[[ Provided records, beginning ]]

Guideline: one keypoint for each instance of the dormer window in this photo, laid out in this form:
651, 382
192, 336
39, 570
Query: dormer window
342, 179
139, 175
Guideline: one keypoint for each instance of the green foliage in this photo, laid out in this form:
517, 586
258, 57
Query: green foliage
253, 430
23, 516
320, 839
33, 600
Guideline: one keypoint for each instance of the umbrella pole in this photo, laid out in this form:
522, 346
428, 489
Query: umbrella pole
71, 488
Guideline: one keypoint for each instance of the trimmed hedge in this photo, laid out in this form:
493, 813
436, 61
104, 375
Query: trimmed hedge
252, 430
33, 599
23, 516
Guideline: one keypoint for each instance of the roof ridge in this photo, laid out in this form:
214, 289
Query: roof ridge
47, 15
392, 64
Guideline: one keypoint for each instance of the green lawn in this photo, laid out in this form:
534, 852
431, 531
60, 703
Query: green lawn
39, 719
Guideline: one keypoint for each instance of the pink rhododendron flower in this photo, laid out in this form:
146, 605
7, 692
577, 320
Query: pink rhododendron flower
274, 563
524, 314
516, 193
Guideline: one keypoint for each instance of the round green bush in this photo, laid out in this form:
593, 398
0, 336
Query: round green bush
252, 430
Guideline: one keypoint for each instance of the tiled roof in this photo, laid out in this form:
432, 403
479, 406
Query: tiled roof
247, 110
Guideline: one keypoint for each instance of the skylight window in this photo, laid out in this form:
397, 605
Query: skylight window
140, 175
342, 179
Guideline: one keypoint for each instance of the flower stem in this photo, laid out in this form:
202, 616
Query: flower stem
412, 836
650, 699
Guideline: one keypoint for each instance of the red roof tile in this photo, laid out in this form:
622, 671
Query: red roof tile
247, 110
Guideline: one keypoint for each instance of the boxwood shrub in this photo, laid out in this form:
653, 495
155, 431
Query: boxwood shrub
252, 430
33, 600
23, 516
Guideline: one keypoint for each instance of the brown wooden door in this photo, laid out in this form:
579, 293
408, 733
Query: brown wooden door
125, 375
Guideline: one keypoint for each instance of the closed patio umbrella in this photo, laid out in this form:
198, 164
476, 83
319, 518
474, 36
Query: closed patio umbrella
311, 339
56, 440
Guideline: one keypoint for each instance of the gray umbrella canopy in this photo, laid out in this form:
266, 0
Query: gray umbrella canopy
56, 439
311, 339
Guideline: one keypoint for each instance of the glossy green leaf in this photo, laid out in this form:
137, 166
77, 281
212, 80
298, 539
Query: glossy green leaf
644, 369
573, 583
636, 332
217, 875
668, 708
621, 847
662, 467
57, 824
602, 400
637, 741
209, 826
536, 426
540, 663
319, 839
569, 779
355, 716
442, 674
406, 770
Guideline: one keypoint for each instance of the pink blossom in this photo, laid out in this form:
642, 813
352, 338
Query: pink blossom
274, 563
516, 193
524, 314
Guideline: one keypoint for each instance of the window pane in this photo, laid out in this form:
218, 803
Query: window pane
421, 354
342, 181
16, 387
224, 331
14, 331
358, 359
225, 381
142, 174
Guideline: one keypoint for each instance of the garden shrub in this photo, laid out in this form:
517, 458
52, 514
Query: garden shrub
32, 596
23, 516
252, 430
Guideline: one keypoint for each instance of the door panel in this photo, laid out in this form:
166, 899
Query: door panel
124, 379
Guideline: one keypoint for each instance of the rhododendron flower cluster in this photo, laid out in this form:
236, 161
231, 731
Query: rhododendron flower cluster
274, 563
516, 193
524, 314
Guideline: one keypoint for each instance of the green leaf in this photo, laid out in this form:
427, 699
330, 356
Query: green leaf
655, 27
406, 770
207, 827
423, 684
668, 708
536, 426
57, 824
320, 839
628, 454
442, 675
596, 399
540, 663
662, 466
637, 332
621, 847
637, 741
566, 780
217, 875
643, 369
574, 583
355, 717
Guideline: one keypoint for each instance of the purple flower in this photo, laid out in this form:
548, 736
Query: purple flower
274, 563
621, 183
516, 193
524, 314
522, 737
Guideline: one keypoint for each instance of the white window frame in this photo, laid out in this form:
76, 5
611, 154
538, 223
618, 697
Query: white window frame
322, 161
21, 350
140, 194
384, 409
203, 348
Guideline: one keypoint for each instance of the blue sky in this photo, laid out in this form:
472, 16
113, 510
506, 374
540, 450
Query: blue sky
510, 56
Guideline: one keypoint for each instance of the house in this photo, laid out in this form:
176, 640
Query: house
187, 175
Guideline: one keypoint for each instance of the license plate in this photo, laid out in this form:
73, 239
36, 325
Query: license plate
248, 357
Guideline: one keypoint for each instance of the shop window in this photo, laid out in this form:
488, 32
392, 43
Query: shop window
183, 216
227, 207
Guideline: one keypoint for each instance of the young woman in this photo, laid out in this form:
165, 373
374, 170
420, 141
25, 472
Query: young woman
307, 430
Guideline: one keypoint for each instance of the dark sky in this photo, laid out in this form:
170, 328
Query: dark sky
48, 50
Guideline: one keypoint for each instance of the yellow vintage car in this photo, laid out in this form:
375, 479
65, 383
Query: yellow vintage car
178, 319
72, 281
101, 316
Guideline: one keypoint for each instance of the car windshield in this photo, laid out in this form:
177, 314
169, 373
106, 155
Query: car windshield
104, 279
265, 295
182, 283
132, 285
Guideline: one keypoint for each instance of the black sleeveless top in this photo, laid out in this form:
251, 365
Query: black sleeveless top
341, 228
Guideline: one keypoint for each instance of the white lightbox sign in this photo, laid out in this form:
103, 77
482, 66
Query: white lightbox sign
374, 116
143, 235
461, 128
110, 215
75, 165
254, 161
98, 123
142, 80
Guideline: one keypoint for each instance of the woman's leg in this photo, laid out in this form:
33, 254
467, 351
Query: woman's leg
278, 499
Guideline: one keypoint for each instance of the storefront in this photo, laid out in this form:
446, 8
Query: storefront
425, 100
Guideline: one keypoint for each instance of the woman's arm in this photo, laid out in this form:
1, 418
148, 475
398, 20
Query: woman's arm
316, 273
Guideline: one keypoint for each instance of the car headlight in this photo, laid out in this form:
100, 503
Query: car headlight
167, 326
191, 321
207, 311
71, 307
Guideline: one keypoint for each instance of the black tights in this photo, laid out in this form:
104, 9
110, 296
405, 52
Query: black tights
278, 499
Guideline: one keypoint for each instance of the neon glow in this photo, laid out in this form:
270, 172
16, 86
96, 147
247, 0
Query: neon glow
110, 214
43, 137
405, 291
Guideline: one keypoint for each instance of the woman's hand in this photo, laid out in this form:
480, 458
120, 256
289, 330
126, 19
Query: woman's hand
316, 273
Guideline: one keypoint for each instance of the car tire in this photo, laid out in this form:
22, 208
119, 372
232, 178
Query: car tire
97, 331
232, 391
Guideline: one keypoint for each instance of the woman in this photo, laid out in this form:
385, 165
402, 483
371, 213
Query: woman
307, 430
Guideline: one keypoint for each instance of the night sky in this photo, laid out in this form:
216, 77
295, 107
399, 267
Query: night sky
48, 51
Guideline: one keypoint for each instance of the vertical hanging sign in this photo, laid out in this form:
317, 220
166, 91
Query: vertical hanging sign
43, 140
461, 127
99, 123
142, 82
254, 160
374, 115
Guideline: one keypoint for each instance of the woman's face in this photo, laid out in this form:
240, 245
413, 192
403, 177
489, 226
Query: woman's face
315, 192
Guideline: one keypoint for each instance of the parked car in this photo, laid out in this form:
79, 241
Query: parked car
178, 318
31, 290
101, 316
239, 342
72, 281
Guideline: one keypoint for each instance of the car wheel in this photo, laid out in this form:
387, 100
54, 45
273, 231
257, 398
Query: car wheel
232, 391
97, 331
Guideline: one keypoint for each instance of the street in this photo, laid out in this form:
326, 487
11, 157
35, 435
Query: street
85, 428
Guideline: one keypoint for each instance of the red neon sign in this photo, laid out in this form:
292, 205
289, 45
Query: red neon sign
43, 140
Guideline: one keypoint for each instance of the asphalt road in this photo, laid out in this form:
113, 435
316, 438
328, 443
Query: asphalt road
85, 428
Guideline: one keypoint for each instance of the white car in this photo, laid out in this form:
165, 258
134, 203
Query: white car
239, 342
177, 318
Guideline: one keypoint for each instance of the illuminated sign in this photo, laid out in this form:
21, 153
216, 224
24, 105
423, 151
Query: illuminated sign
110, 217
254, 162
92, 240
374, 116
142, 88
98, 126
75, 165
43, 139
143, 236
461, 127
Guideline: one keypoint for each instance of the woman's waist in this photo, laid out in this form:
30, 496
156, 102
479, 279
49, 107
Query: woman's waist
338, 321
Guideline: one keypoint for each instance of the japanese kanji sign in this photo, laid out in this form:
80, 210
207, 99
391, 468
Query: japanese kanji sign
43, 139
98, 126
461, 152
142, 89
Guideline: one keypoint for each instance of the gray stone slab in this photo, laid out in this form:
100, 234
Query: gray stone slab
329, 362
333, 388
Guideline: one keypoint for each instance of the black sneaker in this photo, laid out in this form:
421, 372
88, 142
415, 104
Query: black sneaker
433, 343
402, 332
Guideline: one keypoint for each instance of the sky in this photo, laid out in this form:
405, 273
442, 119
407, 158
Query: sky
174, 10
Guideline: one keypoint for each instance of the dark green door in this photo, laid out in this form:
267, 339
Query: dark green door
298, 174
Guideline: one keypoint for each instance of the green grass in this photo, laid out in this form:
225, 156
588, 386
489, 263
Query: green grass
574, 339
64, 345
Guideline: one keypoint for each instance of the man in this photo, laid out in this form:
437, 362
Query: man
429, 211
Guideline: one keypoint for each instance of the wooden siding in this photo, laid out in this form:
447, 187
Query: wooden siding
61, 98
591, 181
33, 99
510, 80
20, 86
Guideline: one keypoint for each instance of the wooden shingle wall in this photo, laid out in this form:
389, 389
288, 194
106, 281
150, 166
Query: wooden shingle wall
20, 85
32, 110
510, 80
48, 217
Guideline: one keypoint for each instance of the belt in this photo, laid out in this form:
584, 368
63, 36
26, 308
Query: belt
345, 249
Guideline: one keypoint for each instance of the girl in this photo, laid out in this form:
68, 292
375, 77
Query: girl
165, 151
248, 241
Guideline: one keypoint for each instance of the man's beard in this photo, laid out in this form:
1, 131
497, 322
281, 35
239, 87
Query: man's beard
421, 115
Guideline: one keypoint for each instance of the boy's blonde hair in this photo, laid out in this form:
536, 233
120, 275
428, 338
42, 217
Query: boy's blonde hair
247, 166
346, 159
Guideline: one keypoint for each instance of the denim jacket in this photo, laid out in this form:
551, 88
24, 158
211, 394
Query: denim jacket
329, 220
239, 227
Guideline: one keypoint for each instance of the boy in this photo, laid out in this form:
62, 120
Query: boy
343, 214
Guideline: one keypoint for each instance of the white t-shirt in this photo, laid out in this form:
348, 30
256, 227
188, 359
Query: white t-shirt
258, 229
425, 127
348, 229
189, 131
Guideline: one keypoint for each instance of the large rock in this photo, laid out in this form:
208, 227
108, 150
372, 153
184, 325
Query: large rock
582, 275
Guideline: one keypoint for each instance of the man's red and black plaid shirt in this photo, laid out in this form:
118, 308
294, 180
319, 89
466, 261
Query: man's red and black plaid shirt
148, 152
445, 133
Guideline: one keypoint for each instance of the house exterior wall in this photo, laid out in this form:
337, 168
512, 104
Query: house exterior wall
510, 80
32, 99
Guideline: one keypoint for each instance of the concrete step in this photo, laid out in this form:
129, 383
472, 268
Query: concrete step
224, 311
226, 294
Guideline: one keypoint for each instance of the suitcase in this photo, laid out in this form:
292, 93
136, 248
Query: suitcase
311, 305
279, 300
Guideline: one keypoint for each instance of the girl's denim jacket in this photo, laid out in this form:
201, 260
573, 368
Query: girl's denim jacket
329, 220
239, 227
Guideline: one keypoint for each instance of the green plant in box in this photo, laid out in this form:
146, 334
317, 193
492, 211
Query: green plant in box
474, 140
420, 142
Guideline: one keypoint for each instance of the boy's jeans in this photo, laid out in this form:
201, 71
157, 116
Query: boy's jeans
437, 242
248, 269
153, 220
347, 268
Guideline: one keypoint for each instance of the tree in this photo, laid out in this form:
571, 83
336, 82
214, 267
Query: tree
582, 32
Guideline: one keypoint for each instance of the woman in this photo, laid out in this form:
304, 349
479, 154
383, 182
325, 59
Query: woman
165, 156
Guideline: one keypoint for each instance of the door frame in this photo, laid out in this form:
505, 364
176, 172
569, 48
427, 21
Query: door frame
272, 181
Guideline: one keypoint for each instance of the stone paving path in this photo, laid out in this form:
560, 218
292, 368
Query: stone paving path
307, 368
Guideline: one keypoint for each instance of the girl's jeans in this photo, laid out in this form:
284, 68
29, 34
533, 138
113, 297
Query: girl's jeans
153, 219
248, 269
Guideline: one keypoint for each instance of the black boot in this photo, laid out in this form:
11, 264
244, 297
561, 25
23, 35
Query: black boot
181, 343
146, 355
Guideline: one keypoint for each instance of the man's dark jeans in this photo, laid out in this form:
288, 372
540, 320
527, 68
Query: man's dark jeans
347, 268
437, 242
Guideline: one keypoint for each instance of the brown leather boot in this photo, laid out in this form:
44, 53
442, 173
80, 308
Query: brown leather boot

[[ Provided records, end ]]

# What to do
Extract the lines above from the one containing "Query: man's dark jeans" to the last line, both included, exactly as written.

# The answer
Query: man's dark jeans
347, 268
437, 242
Guideline: one keypoint for each instance of the brown leather boot in this photo, laid out in this form:
44, 53
442, 173
80, 308
Query: brown leather boot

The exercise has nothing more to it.